◆ Texto para leitura ◆
━━━━━━━━

Ah, se eles falassem! Quantas
histórias seriam narradas, segredos saíram das bocas transformadas em túmulos,
aventuras virariam páginas extensas de livros. Pena que os fuscas não dialogam
no café da tarde, mas se resolvessem colocar as nossas vidas na mesa sobraria
gente gritando truco, em sinal de desaprovação e duvidando que tais fatos
ocorreram. Alívio para alguns que aprontaram no pequeno carro, nostalgia para
aqueles que guardam lembranças em que o fusquinha também foi personagem.
Antigamente, não havia o rigor
da Lei de Trânsito. Logo, sardinha não tinha inveja do amontoado de vários
passageiros que se espremiam em todos os cantos do veículo que foi projetado
para caber somente cinco, sendo que três sofriam com o aperto de pernas,
ombros, sacolas, tudo encaixado no banco de trás. No entanto, fusca era coração
de mãe. Havia colo para todos que se arriscavam na carona, seja para uma
noitada de serenatas, seja para passar o domingo comendo galinha caipira em
algum sítio. A turma se ajeitava num carro só e ninguém ficava de fora da
festa.
Lugar de criança era no
chiqueirinho, em cima do motor, o espaço mais apertado, mas o que provoca
inúmeras memórias. Os primos da mesma idade brincavam enquanto a viagem seguia
seu curso rumo às beiradas do rio que abastecia a cidade, que servia de lazer
para quem não tinha cota em clubes de piscinas. O calor intenso, o
empurra-empurra, o choro das brigas, o cheiro forte de paçoca de carne batida
no pilão, eram compensados quando chegava a hora do banho de cachoeira. Voltar
para casa era outra “munha”, como dizem os mineiros quando se referem a
confusão. Menino molhado, outro com sono, um mais animado – todos deviam ser
acomodados no pequeno bagageiro.

━━━━━━━━

◆ Dados armazenados ◆

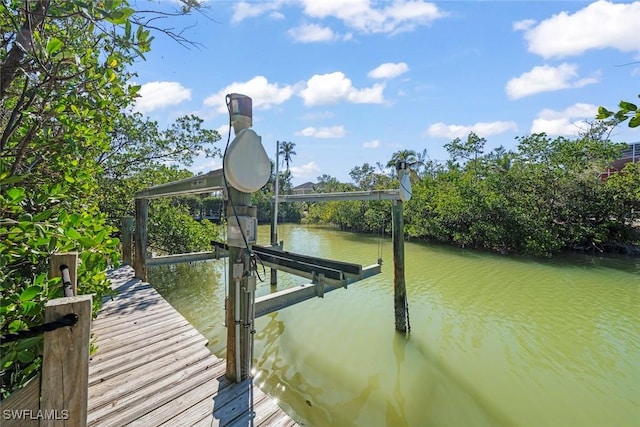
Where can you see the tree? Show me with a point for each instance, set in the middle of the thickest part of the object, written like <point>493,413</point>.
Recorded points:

━━━━━━━━

◆ Tarefa proposta A ◆
Responda, com base no texto sobre os fuscas:
(i) Para quantas pessoas o veículo foi projetado?
(ii) Qual era o lugar de criança dentro do carro?
(iii) Que palavra os mineiros usam quando se referem a confusão?
◆ Tarefa proposta B ◆
Digite de novo o trecho do texto sobre os fuscas que começa nas palavras "Lugar de criança" e termina depois das palavras "no pequeno bagageiro.".

◆ Solução da tarefa A ◆
(i) Para somente cinco pessoas.
(ii) O chiqueirinho, em cima do motor.
(iii) "Munha".

◆ Solução da tarefa B ◆
Lugar de criança era no
chiqueirinho, em cima do motor, o espaço mais apertado, mas o que provoca
inúmeras memórias. Os primos da mesma idade brincavam enquanto a viagem seguia
seu curso rumo às beiradas do rio que abastecia a cidade, que servia de lazer
para quem não tinha cota em clubes de piscinas. O calor intenso, o
empurra-empurra, o choro das brigas, o cheiro forte de paçoca de carne batida
no pilão, eram compensados quando chegava a hora do banho de cachoeira. Voltar
para casa era outra “munha”, como dizem os mineiros quando se referem a
confusão. Menino molhado, outro com sono, um mais animado – todos deviam ser
acomodados no pequeno bagageiro.